* PROMPT 1 *
Answer these questions about the Penticton news excerpt:
(a) Who donated part of her liver to Mike Watson?
(b) How many hours of surgery did the pair have in total?
(c) What event is Challenge Penticton shifting its dates to make room for?
* PROMPT 2 *
In the Penticton news excerpt, rewrite the passage starting with "Second shot at" and going on through "next two years.", replacing "ambulance" with "helicopter".

[DOCUMENT EXTRACT — start]

We will continue to pursue this topic more in the new year.
Second shot at life
With tears streaming down the family’s faces, Mike Watson walked from the Air Canada Jazz plane into the outstretched arms of his children after arriving at Penticton Regional Airport from Hong Kong on a May evening.
The Western News followed Watson’s journey as his life partner became his a life-saver. Lisa Needoba donated part of her liver to Watson, who two months earlier had been rushed to the same airport by ambulance with his life hanging in the balance.
On March 1, after a total of 20 hours of surgery the pair, who were high school sweethearts growing up in Oliver, were recovering.
For Watson, this is not the end of the story but rather the beginning of a new chapter in the family’s future.
Sporting world will have eye on Penticton
The eyes of the world will be on Penticton for the next two years.
This summer, Challenge Penticton will shift dates from August to July to make room for the 10-day International Triathlon Union Multisport World Championship.

[DOCUMENT EXTRACT — finish]
[DATA FOR REVIEW — start]

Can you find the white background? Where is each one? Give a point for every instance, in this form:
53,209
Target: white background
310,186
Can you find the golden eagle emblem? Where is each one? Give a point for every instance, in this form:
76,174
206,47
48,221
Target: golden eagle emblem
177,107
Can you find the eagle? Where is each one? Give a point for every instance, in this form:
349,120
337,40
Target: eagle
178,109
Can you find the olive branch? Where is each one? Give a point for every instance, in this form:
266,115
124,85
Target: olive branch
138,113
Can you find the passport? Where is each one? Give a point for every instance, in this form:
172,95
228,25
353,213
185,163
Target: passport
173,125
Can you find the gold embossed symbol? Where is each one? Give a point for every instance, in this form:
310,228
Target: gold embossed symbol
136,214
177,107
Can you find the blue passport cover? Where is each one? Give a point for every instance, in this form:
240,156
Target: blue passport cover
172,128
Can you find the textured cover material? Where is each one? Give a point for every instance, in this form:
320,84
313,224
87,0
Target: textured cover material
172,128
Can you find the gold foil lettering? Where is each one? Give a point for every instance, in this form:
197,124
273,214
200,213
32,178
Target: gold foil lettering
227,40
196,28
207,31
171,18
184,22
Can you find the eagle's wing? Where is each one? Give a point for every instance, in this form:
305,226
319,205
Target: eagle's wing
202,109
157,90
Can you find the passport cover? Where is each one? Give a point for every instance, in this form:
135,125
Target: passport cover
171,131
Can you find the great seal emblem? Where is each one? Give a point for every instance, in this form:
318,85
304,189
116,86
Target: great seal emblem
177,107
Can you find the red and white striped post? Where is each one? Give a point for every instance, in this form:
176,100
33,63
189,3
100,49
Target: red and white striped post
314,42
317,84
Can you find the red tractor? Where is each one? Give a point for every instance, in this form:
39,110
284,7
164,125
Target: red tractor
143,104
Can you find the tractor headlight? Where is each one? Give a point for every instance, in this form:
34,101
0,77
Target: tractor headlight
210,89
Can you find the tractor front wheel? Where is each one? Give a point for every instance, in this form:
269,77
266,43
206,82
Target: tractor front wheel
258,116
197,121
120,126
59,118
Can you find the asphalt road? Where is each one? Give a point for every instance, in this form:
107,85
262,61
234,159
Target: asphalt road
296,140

[DATA FOR REVIEW — finish]

* OUTPUT 1 *
(a) Lisa Needoba
(b) 20 hours
(c) The 10-day International Triathlon Union Multisport World Championship

* OUTPUT 2 *
Second shot at life
With tears streaming down the family’s faces, Mike Watson walked from the Air Canada Jazz plane into the outstretched arms of his children after arriving at Penticton Regional Airport from Hong Kong on a May evening.
The Western News followed Watson’s journey as his life partner became his a life-saver. Lisa Needoba donated part of her liver to Watson, who two months earlier had been rushed to the same airport by helicopter with his life hanging in the balance.
On March 1, after a total of 20 hours of surgery the pair, who were high school sweethearts growing up in Oliver, were recovering.
For Watson, this is not the end of the story but rather the beginning of a new chapter in the family’s future.
Sporting world will have eye on Penticton
The eyes of the world will be on Penticton for the next two years.